> 文档节选:
洛谷P3863 序列(离线+分块)

传送门
最直观的想法是维护N个元素每个时间的状态.这个做法显然不切实际,但似乎在线去做又没有什么很好的办法,所以只能考虑离线.
离线做法:因为只有单点查询,所以我们可以按照每个修改和询问的位置排序.然后只维护每个时间点的状态.修改可以拆分成两个操作,在l位置上修改time-m的值,在r+1位置撤销这次修改.然后离线的一个一个处理询问就可以了.而询问可以转化成1-time-1有多少个数>=y-a[pos].这个可以用分块来处理.对每个块排序然后跨块的时候二分就可以了.

#define LL long long
#define pq priority_queue
#define ULL unsigned long long
#define pb push_back
#define mem(a,x) memset(a,x,sizeof a)
#define pii pair<int,int>
#define fir(i,a,b) for(int i=a;i<=(int)b;++i)
#define afir(i,a,b) for(int i=(int)a;i>=b;--i)
#define ft first
#define vi vector<int>
#define sd second
#define ALL(a) a.begin(),a.end()
#define bug puts("-------")
#define mpr(a,b) make_pair(a,b)

> 待办事项:
a: 根据这篇题解回答:
(i) 作者认为在线做法没有好办法,所以只能考虑哪种做法?
(ii) 修改被拆成两个操作后,在r+1位置上做什么?
(iii) 代码中 pb 被定义成什么?
b: 照原样打印这篇题解中的一段文字,从“#define pii pair<int,int>”开始,到“#define ALL(a) a.begin(),a.end()”结束。
完成练习用不到这些条目。

> 收集的数据:
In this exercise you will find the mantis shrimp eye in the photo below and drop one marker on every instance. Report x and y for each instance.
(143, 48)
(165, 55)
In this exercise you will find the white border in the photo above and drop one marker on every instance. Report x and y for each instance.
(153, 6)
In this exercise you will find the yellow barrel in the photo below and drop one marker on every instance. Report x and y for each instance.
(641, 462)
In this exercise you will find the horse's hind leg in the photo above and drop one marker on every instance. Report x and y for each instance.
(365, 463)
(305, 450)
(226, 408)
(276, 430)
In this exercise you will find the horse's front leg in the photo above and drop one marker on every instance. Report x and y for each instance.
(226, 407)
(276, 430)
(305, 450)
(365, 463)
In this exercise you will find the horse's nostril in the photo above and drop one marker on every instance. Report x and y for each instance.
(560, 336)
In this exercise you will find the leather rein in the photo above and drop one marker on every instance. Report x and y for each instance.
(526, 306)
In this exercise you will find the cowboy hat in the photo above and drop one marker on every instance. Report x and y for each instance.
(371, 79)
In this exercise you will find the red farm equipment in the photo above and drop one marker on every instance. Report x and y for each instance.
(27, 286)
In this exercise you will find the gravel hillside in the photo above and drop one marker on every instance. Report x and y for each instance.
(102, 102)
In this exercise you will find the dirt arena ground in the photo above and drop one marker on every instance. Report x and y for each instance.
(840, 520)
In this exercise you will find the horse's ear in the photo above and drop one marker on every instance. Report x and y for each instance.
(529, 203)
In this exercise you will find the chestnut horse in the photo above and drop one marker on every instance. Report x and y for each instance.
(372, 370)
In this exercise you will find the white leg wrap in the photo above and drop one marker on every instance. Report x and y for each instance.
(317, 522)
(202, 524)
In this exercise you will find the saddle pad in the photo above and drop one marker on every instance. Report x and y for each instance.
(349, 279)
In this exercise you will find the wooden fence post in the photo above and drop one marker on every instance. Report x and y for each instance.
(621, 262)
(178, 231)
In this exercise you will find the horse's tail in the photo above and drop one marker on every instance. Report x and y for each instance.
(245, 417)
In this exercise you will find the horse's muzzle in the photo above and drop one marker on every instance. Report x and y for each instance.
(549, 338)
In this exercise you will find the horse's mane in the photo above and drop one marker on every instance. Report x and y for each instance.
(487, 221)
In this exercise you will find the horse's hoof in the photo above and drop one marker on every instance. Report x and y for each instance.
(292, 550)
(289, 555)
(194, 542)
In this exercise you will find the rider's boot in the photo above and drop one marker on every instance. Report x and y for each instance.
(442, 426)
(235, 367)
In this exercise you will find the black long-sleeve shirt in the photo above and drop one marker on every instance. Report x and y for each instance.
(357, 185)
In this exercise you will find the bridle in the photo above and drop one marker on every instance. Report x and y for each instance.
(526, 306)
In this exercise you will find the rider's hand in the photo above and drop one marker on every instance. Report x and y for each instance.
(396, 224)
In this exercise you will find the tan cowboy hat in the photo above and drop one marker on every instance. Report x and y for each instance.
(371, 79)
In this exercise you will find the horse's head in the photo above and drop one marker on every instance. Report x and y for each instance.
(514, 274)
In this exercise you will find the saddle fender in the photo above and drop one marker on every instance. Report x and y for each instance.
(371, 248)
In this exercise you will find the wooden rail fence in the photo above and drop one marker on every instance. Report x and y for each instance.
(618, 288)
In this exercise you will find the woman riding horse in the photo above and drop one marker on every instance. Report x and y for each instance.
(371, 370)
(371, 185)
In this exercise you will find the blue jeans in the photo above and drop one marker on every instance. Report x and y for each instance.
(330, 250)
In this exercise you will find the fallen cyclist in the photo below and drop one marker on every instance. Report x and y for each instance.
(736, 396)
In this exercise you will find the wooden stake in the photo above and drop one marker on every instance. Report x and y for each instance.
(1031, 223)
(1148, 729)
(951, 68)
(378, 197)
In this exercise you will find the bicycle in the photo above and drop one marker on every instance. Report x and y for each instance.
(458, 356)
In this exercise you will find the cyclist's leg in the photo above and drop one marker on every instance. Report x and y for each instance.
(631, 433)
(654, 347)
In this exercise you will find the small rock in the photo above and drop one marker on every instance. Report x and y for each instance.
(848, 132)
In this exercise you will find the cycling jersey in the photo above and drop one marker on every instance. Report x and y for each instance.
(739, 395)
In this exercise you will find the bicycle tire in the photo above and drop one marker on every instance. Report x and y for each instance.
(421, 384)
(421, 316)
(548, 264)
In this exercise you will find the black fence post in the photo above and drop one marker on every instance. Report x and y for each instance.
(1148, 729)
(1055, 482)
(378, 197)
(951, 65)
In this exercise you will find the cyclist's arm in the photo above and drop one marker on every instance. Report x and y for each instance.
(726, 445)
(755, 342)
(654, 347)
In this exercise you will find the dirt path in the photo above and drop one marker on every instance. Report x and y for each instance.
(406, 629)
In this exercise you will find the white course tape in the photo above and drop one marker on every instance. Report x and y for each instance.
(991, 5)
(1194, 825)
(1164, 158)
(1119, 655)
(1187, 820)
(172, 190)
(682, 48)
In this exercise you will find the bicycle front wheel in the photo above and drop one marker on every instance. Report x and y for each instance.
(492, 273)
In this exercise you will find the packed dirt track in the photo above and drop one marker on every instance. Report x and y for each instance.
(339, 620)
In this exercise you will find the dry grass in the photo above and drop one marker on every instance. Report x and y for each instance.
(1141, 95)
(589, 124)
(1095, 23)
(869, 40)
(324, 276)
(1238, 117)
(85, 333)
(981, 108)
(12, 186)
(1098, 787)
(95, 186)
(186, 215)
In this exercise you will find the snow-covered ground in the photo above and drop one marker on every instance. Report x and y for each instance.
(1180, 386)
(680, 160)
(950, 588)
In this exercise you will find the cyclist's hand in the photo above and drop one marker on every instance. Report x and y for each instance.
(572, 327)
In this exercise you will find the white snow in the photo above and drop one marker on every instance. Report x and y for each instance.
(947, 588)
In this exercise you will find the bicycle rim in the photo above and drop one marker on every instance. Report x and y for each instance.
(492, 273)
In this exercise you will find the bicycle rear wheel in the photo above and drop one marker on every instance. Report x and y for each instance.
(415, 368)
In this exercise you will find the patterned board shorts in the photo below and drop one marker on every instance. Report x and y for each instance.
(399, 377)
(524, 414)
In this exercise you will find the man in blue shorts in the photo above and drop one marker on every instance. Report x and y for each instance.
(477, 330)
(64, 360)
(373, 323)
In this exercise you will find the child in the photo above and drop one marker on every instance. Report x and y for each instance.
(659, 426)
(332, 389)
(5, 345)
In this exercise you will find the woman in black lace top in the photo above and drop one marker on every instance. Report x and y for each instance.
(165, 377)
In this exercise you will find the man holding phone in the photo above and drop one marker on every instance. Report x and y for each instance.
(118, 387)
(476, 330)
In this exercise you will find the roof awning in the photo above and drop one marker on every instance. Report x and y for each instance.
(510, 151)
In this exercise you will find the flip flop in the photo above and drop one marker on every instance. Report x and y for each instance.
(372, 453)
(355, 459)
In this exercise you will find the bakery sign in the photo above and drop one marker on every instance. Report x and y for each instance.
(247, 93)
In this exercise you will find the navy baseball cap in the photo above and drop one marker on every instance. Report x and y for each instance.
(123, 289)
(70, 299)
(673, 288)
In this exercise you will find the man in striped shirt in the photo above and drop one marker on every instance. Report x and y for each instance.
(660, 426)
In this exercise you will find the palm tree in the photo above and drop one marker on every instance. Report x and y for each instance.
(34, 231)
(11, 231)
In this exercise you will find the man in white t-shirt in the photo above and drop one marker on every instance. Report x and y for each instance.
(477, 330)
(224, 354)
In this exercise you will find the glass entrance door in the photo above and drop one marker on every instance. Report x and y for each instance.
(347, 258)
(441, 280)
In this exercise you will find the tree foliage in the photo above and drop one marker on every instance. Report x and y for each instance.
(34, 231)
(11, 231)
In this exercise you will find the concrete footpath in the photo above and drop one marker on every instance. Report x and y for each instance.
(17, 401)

> 练习答案:
a:
(i) 离线做法。
(ii) 撤销这次修改。
(iii) push_back。

b:
#define pii pair<int,int>
#define fir(i,a,b) for(int i=a;i<=(int)b;++i)
#define afir(i,a,b) for(int i=(int)a;i>=b;--i)
#define ft first
#define vi vector<int>
#define sd second
#define ALL(a) a.begin(),a.end()